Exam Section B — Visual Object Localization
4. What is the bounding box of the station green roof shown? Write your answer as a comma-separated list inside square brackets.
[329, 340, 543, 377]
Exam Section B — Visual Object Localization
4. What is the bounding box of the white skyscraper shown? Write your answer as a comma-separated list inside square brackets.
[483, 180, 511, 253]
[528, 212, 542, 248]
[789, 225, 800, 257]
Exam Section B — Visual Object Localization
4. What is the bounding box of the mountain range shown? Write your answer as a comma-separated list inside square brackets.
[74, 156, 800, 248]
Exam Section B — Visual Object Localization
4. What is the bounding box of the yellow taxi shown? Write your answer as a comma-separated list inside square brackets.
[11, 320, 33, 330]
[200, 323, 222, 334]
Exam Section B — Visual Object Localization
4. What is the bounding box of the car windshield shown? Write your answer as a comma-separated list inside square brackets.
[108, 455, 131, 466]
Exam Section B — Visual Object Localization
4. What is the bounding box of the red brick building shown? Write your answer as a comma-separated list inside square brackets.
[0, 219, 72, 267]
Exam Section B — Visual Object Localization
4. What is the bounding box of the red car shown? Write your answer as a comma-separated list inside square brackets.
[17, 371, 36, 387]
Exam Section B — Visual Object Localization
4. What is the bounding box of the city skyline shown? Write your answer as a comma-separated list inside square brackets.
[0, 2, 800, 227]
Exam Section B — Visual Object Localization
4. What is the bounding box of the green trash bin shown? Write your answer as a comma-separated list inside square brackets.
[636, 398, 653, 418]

* * *

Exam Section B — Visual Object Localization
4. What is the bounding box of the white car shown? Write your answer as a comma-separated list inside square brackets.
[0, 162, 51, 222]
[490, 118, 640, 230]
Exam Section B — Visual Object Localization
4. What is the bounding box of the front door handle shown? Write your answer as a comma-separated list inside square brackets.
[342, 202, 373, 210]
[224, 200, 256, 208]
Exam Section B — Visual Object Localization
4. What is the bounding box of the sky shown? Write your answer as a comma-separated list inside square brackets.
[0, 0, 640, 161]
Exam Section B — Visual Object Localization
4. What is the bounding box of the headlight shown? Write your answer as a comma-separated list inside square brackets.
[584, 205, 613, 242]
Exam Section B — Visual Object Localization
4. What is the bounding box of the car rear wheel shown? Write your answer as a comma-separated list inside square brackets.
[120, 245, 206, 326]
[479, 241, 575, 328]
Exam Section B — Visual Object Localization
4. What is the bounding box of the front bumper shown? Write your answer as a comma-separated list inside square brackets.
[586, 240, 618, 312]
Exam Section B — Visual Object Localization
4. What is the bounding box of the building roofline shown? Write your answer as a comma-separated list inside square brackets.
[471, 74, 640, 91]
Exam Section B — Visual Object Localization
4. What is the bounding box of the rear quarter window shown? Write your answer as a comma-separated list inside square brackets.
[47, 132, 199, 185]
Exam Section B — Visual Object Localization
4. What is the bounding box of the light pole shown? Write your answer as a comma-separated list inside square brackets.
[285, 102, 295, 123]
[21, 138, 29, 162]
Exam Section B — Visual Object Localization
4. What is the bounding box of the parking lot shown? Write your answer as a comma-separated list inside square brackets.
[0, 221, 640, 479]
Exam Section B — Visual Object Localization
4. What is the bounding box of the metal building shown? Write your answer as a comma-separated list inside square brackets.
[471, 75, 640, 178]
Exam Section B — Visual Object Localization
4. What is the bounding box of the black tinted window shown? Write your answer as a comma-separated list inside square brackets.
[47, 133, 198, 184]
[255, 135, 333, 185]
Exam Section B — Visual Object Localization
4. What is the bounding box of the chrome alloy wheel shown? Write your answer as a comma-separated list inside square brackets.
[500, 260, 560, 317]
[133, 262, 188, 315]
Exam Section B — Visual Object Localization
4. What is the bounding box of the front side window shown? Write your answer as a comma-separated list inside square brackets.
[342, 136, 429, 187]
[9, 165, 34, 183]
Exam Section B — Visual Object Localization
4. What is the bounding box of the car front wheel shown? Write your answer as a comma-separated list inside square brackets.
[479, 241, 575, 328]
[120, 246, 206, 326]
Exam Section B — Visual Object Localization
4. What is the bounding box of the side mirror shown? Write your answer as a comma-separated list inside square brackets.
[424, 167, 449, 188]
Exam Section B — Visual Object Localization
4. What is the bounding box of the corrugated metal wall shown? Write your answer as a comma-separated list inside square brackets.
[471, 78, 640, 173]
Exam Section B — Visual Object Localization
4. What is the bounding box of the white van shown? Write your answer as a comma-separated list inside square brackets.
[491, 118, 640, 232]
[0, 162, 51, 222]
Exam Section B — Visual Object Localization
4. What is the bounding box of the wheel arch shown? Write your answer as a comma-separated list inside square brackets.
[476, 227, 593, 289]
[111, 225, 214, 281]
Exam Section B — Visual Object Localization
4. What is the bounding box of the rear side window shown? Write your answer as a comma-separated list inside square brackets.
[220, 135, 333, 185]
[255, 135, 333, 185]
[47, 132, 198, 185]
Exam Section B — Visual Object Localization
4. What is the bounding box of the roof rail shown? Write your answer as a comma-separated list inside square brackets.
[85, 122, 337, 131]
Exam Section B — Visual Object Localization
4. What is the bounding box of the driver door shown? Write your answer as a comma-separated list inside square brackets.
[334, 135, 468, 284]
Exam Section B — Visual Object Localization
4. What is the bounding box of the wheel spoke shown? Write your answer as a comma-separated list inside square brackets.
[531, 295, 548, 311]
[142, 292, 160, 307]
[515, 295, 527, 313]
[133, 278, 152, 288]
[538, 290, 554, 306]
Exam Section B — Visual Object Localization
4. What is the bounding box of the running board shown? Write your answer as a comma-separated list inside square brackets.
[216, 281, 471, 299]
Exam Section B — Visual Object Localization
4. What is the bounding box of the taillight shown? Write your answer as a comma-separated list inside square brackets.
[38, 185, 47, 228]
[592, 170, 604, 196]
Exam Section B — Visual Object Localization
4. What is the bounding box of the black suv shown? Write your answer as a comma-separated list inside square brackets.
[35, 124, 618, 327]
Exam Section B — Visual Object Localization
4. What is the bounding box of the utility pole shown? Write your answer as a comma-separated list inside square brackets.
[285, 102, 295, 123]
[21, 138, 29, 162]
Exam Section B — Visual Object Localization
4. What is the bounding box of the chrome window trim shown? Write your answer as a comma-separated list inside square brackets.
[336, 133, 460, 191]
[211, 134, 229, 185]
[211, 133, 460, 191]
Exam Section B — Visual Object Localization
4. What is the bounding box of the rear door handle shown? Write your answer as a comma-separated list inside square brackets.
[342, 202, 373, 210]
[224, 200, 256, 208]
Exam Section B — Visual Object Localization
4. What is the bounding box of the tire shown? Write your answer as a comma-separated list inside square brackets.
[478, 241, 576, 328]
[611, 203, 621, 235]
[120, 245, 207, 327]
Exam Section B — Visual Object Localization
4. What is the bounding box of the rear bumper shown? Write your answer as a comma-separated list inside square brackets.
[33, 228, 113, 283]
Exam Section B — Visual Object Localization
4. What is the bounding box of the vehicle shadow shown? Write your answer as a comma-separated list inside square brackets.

* * *

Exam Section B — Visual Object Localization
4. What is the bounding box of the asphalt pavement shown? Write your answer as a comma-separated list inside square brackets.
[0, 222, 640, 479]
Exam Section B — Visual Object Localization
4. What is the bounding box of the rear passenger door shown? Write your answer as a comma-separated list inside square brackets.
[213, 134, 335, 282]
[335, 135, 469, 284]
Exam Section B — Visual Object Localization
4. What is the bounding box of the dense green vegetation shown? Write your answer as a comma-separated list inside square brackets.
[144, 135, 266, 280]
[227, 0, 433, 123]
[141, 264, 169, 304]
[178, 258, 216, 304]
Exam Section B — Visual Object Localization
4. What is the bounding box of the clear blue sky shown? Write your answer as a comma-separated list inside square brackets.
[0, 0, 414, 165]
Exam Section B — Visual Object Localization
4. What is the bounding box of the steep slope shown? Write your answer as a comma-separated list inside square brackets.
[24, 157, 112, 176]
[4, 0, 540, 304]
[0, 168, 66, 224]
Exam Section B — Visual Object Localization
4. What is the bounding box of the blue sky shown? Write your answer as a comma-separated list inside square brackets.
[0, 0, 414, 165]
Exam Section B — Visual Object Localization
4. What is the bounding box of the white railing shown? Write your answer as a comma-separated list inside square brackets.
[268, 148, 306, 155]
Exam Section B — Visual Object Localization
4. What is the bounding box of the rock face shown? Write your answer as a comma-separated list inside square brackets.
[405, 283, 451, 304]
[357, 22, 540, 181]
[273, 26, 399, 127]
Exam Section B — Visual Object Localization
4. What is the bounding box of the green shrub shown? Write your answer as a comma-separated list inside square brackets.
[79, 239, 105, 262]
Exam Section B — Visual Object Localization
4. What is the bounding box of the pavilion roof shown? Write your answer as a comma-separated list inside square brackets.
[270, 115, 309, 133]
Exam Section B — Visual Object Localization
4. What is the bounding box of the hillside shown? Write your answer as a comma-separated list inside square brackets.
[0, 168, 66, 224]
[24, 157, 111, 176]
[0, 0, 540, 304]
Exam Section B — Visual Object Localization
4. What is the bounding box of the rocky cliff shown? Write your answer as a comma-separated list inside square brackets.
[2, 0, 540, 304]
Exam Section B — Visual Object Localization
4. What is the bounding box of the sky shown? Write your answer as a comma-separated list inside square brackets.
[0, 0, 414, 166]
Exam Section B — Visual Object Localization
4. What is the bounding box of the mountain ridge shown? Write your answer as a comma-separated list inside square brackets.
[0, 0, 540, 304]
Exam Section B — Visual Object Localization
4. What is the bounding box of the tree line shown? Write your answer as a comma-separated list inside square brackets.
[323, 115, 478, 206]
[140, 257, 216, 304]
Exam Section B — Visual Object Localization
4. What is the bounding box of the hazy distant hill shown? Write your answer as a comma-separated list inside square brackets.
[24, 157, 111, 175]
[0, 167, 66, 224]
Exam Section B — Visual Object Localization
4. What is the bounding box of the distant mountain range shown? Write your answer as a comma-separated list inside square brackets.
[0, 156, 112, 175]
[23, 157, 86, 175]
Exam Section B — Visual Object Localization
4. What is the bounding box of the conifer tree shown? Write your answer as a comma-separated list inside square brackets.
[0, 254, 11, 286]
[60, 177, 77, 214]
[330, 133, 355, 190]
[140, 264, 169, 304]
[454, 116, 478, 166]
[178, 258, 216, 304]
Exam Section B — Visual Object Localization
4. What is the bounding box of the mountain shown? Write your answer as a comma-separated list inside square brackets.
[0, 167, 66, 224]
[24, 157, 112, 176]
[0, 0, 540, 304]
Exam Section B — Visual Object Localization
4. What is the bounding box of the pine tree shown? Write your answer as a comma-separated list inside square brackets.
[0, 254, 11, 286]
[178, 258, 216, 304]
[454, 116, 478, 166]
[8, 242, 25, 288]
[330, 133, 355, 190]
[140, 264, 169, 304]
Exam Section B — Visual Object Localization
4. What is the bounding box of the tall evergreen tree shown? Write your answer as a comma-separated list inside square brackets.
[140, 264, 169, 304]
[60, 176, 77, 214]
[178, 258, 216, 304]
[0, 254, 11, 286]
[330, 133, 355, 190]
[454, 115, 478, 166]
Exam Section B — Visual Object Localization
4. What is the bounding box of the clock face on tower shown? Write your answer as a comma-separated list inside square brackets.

* _Given instruction_
Display each line of the data above that contains the string "handle", reproducing every such line in full.

* _Response to the exercise_
4. What is the bounding box of the front door handle shown? Write your answer as a comma-separated list inside square brackets.
4. What is the bounding box of the rear door handle shown? Write your answer as a comma-separated list inside square brackets.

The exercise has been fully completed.